* [Set exercise A]:
According to the time travel essay, which two car companies survive World War II but do not last much past it?

══ Document excerpt

The Morality of Time Travel

Okay, I realize that the odds of time travel actually becoming possible are nearly non-existant, but suppose that, somehow you found yourself in the past, one month before a significant event in history, say the bombing of Pearl Harbor, 9/11, or some other event. Additionally, your trip is one way, once you find yourself in the past, there’s no way for you to return to the future, but you are in possesion of an amount of money which is double the average income of the time period in which you’re in. Should you alert the authorities as to what’s going to happen? You have no evidence other than your word as to what’s going to happen, but you might be able to have an impact on future events if you tell someone. Would it be wrong for you, morally, to take a portion of that money and invest it such a way that you’d be able to profit from the coming events, even if you alerted the authorities and they took your claims seriously?

For example, say you find yourself in America on November 7th, 1941. You alert the government that the Japanese are going to attack Pearl Harbor in one month. Now, even if the US government believes you, and takes steps to prepare for the attack, the US is most likely still going to find itself in WW II, knowing this, would it be wrong for you to invest in the various companies which are going to thrive thanks to the war? You know, for example, that GM is going to be building lots and lots of things for the war effort and that after the war, they’re going to be a prosperous company, whereas Studebaker and Packard (two other car companies) are going to survive the war, but not last much past it. Would it be wrong of you to invest in them, morally, since you know the future?

════

* [Set exercise B]:
Convert the entries into a numbered list, from the line with "Find the white" up to and including the last line of the entries, leaving out blank lines.

══ Dataset excerpts

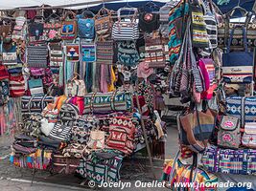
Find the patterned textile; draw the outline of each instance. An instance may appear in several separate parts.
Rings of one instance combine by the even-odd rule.
[[[242,127],[244,127],[244,123],[253,122],[256,119],[256,97],[227,97],[226,112],[230,116],[238,117]]]
[[[256,175],[255,149],[221,149],[211,145],[204,152],[201,162],[213,173]]]
[[[28,65],[34,68],[46,68],[48,49],[46,45],[28,46]]]
[[[22,113],[41,113],[48,103],[53,103],[54,97],[37,96],[22,96],[21,112]]]
[[[132,153],[135,133],[135,125],[132,122],[132,118],[123,117],[113,117],[110,121],[109,133],[110,136],[107,140],[108,147],[125,154]]]
[[[22,168],[35,168],[46,170],[52,161],[52,151],[37,149],[35,153],[30,155],[19,155],[12,153],[10,162]]]
[[[189,5],[184,5],[184,0],[180,1],[179,4],[171,10],[169,12],[169,55],[170,63],[175,64],[178,58],[179,49],[181,46],[182,32],[182,18],[183,15],[188,16]]]
[[[58,117],[61,124],[72,127],[79,117],[79,108],[70,103],[63,104]]]
[[[78,173],[92,180],[97,183],[116,182],[120,179],[120,168],[123,157],[117,156],[111,159],[98,159],[96,161],[92,159],[81,159]]]
[[[96,43],[96,62],[112,64],[114,56],[114,42],[112,40]]]
[[[84,96],[83,114],[129,111],[131,107],[129,93],[93,93]]]
[[[56,140],[69,141],[70,136],[71,127],[57,123],[54,129],[50,132],[49,138]]]

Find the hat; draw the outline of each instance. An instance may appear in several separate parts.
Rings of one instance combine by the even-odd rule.
[[[239,90],[239,85],[238,84],[226,84],[225,87],[226,88],[233,88],[236,91]]]
[[[153,74],[153,69],[149,67],[149,63],[141,62],[138,65],[137,76],[147,78]]]

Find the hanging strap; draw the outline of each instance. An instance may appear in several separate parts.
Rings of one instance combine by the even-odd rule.
[[[235,29],[239,28],[239,26],[236,26],[234,29],[232,29],[231,32],[230,32],[230,37],[228,40],[228,45],[227,45],[227,53],[230,53],[230,46],[233,40],[233,35],[235,32]],[[244,42],[244,48],[245,53],[248,53],[248,45],[247,45],[247,40],[246,40],[246,29],[244,27],[242,28],[243,30],[243,42]]]

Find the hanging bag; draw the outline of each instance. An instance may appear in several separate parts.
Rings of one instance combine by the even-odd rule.
[[[240,141],[239,118],[229,116],[222,117],[218,132],[218,145],[224,148],[238,149]]]
[[[153,3],[152,3],[153,4]],[[147,6],[147,4],[146,4]],[[152,11],[156,10],[158,7],[154,4],[152,6],[148,6],[153,8]],[[152,32],[158,30],[160,26],[159,13],[152,11],[141,11],[139,14],[139,29],[144,32]]]
[[[17,65],[16,45],[11,44],[10,47],[3,45],[2,50],[2,64],[6,66]]]
[[[68,15],[71,14],[73,19],[68,19]],[[77,20],[76,14],[73,11],[67,11],[61,22],[61,39],[73,40],[77,37]]]
[[[13,41],[25,40],[27,33],[26,18],[18,16],[15,19],[15,26],[13,28],[12,38]]]
[[[102,8],[94,16],[95,31],[99,39],[106,39],[111,34],[112,18],[111,11]]]
[[[48,48],[46,44],[31,44],[27,46],[29,68],[47,68]]]
[[[29,40],[31,43],[43,40],[43,19],[42,16],[35,16],[29,24]]]
[[[25,81],[23,75],[10,75],[10,95],[13,97],[22,96],[25,94]]]
[[[209,48],[209,38],[206,31],[203,11],[198,0],[192,0],[190,3],[190,15],[193,47]]]
[[[55,16],[55,17],[54,17]],[[58,41],[60,40],[60,16],[57,13],[53,12],[48,18],[45,20],[43,27],[43,36],[46,41]]]
[[[121,11],[133,11],[134,13],[130,15],[130,19],[121,20]],[[121,8],[117,11],[118,21],[113,25],[112,30],[112,39],[114,40],[137,40],[139,38],[139,28],[136,22],[137,16],[136,8]]]
[[[118,42],[118,61],[125,66],[135,66],[140,56],[136,50],[136,43],[133,41]]]
[[[222,54],[222,76],[226,83],[251,83],[253,79],[253,53],[248,52],[246,30],[243,28],[244,52],[230,52],[234,30],[230,33],[227,52]]]
[[[89,15],[92,17],[89,18]],[[95,14],[90,11],[83,11],[78,15],[78,36],[87,40],[93,40],[95,35],[94,17]]]
[[[67,44],[66,45],[66,60],[69,62],[80,61],[80,45],[79,44]]]
[[[105,132],[99,131],[99,130],[91,131],[87,145],[91,149],[104,149],[105,148]]]
[[[242,144],[245,147],[256,149],[256,123],[245,123],[244,132],[242,138]]]

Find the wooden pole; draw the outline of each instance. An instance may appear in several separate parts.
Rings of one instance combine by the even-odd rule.
[[[155,174],[153,172],[152,157],[151,157],[150,144],[149,144],[149,141],[148,141],[148,136],[147,136],[147,132],[146,132],[146,128],[145,128],[145,123],[144,123],[144,119],[142,118],[142,111],[141,111],[141,108],[140,108],[140,102],[139,102],[139,96],[138,96],[138,81],[137,80],[136,80],[136,84],[135,84],[135,86],[136,86],[135,87],[136,88],[135,96],[136,96],[137,107],[138,107],[139,114],[140,114],[141,127],[142,127],[142,130],[143,130],[143,137],[144,137],[146,147],[147,147],[147,152],[148,152],[148,156],[149,156],[149,159],[150,159],[150,165],[151,165],[151,169],[152,178],[154,180],[156,180]]]

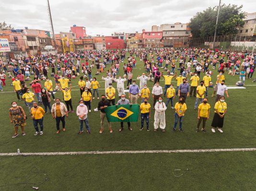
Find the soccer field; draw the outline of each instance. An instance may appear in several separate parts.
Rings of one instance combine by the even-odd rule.
[[[137,60],[137,69],[133,72],[134,79],[145,72],[144,64],[138,58]],[[127,62],[126,59],[125,63]],[[120,68],[122,68],[122,63],[121,63]],[[211,67],[209,67],[211,70]],[[105,72],[109,68],[108,65]],[[119,74],[122,77],[124,72],[120,70]],[[105,82],[101,80],[103,74],[93,75],[95,71],[93,68],[93,76],[101,82],[101,86],[104,88]],[[213,71],[212,81],[215,82],[217,70]],[[224,74],[228,86],[235,85],[239,81],[239,75]],[[200,80],[203,76],[201,74]],[[52,77],[51,79],[54,81]],[[80,98],[78,80],[78,78],[71,80],[72,85],[74,86],[71,96],[75,109]],[[124,130],[119,132],[120,123],[112,123],[112,134],[107,130],[106,120],[105,131],[101,134],[99,132],[100,113],[92,109],[88,114],[91,134],[77,134],[79,123],[75,113],[69,114],[66,118],[67,130],[56,134],[55,120],[47,113],[44,119],[44,135],[34,135],[35,129],[29,117],[25,129],[26,135],[20,136],[19,129],[20,135],[12,138],[13,127],[10,123],[9,108],[11,102],[16,101],[17,97],[14,92],[9,92],[13,91],[10,85],[11,79],[8,78],[7,85],[4,87],[4,92],[7,92],[0,93],[0,153],[13,153],[18,149],[22,153],[256,148],[256,86],[254,85],[256,84],[251,81],[246,79],[245,89],[228,90],[230,97],[225,98],[228,109],[223,133],[218,131],[213,133],[210,130],[215,98],[209,96],[208,102],[211,108],[210,118],[207,122],[207,133],[196,133],[197,110],[194,110],[196,98],[192,97],[188,97],[186,101],[188,109],[183,120],[184,133],[171,131],[175,111],[170,108],[169,104],[165,112],[165,133],[159,130],[153,132],[154,112],[151,110],[149,132],[145,128],[139,130],[139,117],[138,122],[131,123],[132,131],[128,129],[127,124],[125,123]],[[175,80],[173,80],[173,83],[175,86]],[[163,87],[164,85],[164,82],[161,81],[160,85]],[[148,82],[149,87],[152,85],[153,82]],[[113,86],[116,88],[116,83]],[[210,96],[213,89],[209,88]],[[99,92],[100,95],[104,94],[104,89]],[[62,98],[60,92],[55,96]],[[116,97],[116,103],[118,99],[118,96]],[[138,100],[140,102],[140,99]],[[163,100],[165,102],[166,98]],[[174,103],[177,100],[175,97]],[[97,107],[98,101],[97,99],[93,100],[92,108]],[[53,103],[52,100],[51,104]],[[151,97],[149,103],[152,106]],[[18,103],[28,116],[28,109],[23,102]],[[232,151],[0,156],[2,174],[0,191],[27,191],[31,190],[32,186],[39,187],[42,191],[253,191],[256,188],[256,172],[254,168],[256,165],[256,151]]]

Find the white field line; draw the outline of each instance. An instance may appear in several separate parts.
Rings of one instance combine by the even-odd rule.
[[[29,152],[29,153],[0,153],[0,156],[57,156],[88,154],[144,154],[144,153],[198,153],[230,151],[253,151],[256,148],[214,149],[209,149],[185,150],[118,150],[112,151],[88,151],[88,152]]]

════

* [Right answer A]:
Studebaker and Packard.

* [Right answer B]:
1. Find the white field line; draw the outline of each instance. An instance may appear in several separate parts.
2. Rings of one instance combine by the even-odd rule.
3. [[[29,152],[29,153],[0,153],[0,156],[57,156],[88,154],[144,154],[144,153],[198,153],[230,151],[253,151],[256,148],[214,149],[209,149],[185,150],[118,150],[112,151],[88,151],[88,152]]]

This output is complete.